[Collected data entries]
========================================================================

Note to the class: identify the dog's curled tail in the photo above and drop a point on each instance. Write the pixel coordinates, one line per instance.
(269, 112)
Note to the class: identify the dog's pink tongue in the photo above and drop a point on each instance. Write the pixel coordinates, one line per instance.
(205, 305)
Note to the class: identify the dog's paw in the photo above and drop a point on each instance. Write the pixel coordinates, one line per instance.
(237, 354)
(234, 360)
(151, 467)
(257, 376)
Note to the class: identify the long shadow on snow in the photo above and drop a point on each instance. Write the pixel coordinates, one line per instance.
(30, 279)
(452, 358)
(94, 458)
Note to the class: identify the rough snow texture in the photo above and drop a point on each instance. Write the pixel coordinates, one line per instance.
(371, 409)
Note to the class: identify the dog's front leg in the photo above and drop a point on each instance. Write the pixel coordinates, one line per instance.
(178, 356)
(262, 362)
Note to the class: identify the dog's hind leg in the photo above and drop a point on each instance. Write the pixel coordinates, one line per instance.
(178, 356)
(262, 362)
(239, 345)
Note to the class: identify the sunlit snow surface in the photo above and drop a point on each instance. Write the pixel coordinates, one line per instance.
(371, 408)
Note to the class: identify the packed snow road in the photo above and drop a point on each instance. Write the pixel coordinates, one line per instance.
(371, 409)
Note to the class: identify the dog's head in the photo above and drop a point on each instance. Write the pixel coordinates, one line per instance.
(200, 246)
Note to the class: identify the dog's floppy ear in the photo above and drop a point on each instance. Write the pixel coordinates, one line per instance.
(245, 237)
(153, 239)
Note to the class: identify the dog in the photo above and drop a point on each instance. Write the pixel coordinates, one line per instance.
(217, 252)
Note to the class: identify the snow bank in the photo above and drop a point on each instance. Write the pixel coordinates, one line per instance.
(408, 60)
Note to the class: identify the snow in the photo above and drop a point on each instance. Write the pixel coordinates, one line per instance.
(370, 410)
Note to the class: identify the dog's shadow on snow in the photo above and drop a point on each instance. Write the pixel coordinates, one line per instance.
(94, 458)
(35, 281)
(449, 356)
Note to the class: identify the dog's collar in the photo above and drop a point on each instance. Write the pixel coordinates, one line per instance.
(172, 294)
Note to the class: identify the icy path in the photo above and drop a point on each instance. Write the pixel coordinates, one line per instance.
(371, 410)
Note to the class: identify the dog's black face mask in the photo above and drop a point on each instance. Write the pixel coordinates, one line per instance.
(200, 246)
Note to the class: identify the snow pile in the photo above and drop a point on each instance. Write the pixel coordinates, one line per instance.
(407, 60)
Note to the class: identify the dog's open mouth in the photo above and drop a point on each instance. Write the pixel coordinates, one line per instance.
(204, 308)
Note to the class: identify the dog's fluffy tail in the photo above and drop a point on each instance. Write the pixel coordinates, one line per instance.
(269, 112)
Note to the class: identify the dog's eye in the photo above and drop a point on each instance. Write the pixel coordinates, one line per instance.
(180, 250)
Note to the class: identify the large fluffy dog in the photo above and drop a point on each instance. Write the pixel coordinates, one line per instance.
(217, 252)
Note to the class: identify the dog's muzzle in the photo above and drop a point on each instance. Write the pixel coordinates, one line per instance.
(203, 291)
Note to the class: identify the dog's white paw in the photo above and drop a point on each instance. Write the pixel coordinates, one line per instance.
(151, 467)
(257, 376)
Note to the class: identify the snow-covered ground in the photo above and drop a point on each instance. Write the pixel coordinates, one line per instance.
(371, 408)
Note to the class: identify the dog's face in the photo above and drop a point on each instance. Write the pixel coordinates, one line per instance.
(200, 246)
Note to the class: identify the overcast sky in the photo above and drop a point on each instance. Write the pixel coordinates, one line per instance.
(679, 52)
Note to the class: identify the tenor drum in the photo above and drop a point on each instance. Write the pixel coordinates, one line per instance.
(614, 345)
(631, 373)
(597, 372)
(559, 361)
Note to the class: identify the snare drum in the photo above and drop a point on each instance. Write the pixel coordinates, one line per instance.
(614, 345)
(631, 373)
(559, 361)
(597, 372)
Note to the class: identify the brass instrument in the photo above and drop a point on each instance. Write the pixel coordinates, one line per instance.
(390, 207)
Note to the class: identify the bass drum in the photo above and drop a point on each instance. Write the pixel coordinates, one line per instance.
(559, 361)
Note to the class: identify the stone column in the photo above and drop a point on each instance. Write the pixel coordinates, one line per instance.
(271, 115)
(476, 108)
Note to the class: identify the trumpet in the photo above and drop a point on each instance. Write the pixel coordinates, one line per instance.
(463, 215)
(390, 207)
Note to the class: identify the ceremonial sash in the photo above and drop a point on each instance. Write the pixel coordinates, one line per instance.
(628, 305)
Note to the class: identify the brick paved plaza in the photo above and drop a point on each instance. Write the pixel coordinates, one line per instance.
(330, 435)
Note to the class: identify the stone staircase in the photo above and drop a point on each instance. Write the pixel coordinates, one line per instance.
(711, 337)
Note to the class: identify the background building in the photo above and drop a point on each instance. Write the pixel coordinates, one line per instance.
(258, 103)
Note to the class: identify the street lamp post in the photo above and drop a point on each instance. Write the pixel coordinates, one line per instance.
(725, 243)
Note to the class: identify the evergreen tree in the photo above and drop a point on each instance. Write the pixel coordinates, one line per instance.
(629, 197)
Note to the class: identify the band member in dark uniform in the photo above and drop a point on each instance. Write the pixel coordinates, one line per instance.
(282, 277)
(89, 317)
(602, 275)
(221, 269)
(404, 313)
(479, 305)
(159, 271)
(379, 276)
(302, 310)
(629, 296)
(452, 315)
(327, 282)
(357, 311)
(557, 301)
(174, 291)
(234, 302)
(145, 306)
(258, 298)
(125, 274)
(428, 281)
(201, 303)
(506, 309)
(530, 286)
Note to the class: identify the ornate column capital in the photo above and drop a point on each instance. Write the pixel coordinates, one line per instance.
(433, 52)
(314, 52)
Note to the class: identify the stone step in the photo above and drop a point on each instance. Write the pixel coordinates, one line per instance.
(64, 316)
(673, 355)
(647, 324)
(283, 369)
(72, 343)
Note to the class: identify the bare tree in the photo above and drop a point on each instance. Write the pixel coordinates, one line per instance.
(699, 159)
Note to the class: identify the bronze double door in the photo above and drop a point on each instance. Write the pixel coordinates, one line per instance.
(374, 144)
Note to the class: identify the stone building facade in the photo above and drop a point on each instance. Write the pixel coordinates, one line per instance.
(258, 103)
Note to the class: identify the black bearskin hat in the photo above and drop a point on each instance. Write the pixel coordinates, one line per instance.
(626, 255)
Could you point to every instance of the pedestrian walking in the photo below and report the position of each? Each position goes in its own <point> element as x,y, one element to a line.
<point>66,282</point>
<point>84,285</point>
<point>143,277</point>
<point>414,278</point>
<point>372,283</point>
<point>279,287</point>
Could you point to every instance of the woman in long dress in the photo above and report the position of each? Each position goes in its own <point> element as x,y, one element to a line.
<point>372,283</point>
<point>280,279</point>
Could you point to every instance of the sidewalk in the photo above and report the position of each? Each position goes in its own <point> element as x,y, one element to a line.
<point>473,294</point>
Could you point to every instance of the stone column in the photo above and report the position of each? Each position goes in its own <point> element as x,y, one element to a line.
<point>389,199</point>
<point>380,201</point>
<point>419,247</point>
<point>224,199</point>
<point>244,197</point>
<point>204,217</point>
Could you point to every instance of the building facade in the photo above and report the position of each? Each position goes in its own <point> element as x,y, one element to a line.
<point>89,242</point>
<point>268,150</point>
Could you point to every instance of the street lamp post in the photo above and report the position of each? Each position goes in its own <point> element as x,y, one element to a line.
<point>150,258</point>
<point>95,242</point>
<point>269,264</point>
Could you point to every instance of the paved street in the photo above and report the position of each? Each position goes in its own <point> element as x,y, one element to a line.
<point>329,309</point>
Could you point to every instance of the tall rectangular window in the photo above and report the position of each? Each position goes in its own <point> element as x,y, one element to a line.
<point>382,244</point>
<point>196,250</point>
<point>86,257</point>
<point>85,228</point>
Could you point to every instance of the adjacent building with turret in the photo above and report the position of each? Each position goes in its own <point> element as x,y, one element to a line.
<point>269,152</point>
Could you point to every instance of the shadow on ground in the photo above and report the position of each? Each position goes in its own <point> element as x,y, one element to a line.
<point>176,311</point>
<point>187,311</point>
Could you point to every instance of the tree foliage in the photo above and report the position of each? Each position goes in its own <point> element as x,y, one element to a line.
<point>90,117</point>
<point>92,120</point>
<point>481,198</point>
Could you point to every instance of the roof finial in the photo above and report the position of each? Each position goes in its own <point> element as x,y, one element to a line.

========================================================================

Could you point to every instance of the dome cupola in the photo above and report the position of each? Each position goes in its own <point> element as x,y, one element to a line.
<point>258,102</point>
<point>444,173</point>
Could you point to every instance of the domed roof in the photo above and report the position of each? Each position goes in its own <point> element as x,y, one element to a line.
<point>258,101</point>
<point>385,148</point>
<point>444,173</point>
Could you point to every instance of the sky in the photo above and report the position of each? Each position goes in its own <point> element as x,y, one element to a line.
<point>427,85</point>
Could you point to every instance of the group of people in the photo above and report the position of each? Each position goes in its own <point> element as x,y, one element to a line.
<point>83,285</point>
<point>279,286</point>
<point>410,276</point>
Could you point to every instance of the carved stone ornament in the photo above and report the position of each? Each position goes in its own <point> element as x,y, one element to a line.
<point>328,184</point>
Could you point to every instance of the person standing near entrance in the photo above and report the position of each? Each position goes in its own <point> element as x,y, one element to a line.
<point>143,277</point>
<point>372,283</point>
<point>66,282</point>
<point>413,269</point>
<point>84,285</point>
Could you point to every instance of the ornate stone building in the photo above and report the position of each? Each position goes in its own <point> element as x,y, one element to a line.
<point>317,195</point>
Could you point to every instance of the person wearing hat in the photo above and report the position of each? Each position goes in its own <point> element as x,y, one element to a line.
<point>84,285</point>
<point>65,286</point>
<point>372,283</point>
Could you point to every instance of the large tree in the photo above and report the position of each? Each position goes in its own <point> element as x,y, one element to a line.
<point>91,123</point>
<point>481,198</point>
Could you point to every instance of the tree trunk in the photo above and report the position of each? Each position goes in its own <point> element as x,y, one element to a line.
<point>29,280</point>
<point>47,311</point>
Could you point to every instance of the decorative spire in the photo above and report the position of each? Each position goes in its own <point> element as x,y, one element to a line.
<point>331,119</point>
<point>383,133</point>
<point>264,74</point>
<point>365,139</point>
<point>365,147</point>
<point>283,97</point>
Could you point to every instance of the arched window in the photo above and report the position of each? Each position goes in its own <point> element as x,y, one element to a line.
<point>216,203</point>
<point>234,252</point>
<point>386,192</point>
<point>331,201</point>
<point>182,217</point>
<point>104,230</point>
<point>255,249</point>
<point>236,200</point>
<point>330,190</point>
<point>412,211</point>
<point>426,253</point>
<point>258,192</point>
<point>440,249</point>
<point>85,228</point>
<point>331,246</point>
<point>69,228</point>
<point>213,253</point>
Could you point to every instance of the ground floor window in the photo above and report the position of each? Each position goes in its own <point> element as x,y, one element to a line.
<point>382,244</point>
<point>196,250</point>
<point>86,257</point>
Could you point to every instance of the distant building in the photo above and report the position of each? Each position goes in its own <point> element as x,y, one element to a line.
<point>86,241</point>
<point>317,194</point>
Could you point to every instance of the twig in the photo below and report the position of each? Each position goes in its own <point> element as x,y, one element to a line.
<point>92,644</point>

========================================================================

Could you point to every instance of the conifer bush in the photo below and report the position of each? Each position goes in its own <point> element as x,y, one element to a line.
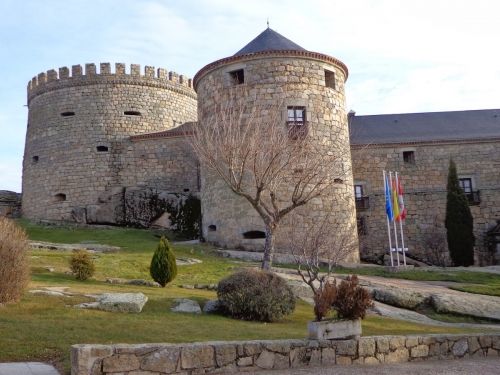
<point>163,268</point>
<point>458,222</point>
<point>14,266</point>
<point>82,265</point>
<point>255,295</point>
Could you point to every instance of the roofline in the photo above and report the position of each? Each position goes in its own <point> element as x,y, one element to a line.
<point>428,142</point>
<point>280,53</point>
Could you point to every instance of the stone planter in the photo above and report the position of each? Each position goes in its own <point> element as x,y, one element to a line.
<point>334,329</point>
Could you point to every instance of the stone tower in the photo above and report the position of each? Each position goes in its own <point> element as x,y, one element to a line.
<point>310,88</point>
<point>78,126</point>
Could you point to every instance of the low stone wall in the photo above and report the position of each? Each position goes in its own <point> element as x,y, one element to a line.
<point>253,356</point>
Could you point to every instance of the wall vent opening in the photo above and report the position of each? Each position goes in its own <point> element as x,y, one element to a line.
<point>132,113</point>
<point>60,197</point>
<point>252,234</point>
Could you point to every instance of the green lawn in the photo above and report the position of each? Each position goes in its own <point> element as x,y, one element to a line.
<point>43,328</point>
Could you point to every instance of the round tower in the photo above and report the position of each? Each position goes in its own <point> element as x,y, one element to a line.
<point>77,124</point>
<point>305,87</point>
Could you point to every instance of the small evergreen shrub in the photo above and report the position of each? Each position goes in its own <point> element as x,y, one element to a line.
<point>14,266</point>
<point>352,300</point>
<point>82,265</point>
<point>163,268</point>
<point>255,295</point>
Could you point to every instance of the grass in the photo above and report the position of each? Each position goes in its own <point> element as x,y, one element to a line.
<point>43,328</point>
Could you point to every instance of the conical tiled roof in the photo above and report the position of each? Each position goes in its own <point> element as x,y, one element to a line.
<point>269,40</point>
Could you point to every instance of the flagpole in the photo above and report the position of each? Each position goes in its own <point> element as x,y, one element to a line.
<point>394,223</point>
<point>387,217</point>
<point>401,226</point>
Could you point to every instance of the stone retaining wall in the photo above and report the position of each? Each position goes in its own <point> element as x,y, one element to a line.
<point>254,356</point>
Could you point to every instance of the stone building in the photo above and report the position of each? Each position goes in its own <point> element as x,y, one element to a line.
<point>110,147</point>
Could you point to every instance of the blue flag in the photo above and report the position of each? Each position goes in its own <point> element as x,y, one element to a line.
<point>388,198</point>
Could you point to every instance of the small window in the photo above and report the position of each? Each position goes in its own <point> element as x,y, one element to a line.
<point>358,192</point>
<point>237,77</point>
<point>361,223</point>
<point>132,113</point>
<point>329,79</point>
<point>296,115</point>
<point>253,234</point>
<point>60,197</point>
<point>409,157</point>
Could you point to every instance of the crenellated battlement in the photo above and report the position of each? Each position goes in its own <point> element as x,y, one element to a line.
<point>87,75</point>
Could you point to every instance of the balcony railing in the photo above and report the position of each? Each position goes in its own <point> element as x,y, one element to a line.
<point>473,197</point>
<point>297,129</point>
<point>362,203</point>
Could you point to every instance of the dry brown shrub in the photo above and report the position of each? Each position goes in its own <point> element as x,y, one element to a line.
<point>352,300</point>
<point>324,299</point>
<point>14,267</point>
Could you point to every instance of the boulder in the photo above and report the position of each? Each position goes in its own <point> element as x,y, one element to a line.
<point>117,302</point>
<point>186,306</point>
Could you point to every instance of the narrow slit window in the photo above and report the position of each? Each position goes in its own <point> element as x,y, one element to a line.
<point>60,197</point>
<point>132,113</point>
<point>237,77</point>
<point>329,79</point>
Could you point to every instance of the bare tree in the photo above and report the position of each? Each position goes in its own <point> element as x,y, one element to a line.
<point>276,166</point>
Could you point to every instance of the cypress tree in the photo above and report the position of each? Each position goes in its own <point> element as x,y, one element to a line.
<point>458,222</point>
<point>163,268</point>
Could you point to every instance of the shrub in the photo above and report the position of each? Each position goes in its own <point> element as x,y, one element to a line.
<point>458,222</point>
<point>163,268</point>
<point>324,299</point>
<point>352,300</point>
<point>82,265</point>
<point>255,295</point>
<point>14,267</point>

========================================================================

▶ **TASK**:
State how many lines in the entries above contain the word "facade". Give only the number.

▶ **FULL SOLUTION**:
2